SOURCE PASSAGE »
+++
Campus Ministries: Catholic Ministries
FORBIDDEN FRUIT
Finally she took their beautiful two year old son and returned to her parents' home. She told me of her husband's abuse and alcoholism, of the many nights he would leave her home alone while he went out dancing with his friends. And now, after months of suspicion, he had confirmed that he had another woman, and another child. She was devastated. She told me of her fear that her husband might have infected her with AIDS.
I listened to her intently and compassionately. I let her cry. I tried to comfort, guide, and encourage her. Finally I told her, "I know you want to be able to be with your husband. But, if you decide it's best for you and your son, you can live without him." She burst into tears and said: "You do understand me!"
As our lives unfold, we all come upon people or things that we need to exclude from our lives. It may be a spouse or a friend; it may be alcohol, drugs, gambling, or some other vice; it may be a particular place or job. Eventually we all come upon activities or relationships that we would very much like to be able to pursue, that may even seem indispensable for our happiness, but which are destructive for us.
These are critically important junctures in our lives. The decision we make, and how soon we make it, will have tremendous impact upon ourselves and those we love, and upon our capacity to create a fruitful and genuinely happy life. We ask God to enlighten us as to the path we should take. We ask for the courage and strength to walk it.
When faced with such a choice, it is helpful to realize that, as much as we might like to be able to keep this person or thing in our lives, we can live happily without them. With the help of God's grace, we do not need them to live, or even to be happy. We can choose to let go of them and move on with our lives.
But we cannot be continually saying "No...No...No" to our destructive desires, unless we are also saying "Yes...Yes...Yes" to other, more wholesome, interests. At the same time as we are struggling to let go of what is harmful to us, we need to fill up our lives with new, or renewed, friendships and activities. At first, these alternative involvements will not feel nearly as satisfying as the ones we are leaving behind. But they will be life-enhancing, and, as time passes and our hearts heal, they will come to satisfy our emotional needs. They may even lead us to greater happiness than we've ever experienced before.
+++
PROVIDED INFORMATION »
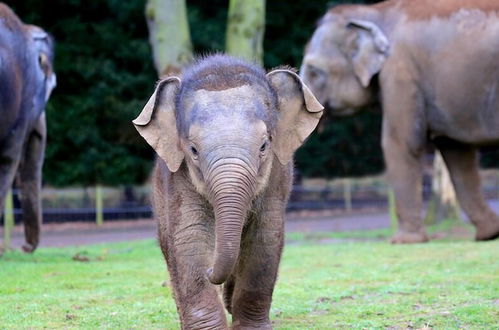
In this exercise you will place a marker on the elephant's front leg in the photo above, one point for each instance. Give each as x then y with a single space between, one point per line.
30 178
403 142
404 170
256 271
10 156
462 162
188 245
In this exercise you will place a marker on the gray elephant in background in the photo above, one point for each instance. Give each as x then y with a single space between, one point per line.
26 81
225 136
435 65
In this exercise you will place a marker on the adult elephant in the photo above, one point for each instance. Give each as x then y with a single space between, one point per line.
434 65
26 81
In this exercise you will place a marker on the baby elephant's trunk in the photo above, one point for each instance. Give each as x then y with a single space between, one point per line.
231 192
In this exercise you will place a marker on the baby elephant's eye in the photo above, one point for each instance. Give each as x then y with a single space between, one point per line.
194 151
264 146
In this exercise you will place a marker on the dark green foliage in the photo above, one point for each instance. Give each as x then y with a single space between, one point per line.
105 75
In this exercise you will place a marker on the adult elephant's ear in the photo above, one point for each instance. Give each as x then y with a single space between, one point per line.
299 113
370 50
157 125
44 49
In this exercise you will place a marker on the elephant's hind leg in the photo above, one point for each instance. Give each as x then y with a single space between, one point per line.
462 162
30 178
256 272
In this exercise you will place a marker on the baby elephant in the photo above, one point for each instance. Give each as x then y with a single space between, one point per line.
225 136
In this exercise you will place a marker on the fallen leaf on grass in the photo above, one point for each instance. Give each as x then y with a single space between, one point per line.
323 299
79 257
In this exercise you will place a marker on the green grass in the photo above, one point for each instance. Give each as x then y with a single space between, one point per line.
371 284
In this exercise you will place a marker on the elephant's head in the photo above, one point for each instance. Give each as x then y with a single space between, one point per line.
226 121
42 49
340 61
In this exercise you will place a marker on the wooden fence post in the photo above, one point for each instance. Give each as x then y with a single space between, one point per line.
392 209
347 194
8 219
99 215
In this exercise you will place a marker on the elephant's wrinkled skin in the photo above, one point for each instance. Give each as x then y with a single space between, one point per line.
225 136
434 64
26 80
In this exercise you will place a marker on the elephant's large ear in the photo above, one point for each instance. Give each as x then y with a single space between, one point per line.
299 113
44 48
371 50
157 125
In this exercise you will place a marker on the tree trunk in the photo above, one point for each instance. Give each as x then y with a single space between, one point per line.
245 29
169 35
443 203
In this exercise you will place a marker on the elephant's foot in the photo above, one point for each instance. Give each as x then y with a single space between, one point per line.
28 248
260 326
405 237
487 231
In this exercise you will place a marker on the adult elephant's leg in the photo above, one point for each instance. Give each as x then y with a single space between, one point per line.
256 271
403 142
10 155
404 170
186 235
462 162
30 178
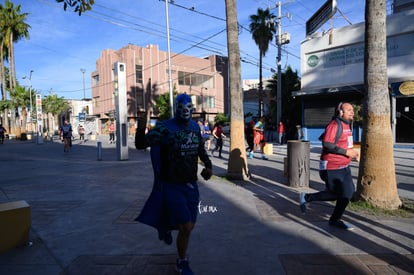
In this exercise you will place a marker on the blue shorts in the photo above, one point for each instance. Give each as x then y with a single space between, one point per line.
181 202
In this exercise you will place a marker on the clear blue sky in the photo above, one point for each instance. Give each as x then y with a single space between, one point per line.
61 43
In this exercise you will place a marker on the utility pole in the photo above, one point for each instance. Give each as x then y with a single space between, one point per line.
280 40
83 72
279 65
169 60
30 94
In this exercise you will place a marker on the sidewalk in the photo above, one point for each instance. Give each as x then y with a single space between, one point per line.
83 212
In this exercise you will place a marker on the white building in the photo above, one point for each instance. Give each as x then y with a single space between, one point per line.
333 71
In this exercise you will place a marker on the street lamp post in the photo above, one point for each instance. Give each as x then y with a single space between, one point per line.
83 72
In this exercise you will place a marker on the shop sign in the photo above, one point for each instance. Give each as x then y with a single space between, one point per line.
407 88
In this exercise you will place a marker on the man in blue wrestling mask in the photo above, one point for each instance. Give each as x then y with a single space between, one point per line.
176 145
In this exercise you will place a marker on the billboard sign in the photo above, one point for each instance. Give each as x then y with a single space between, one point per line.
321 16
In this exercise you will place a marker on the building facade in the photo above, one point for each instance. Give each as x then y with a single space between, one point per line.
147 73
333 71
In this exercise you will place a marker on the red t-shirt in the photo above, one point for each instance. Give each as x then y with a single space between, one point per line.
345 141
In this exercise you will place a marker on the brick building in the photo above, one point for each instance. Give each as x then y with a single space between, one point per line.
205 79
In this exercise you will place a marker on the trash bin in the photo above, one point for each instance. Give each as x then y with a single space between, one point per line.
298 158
+++
WHAT TO DO »
In the "Forbidden Fruit" reflection, what did the woman fear her husband might have infected her with?

WRITTEN RESPONSE »
AIDS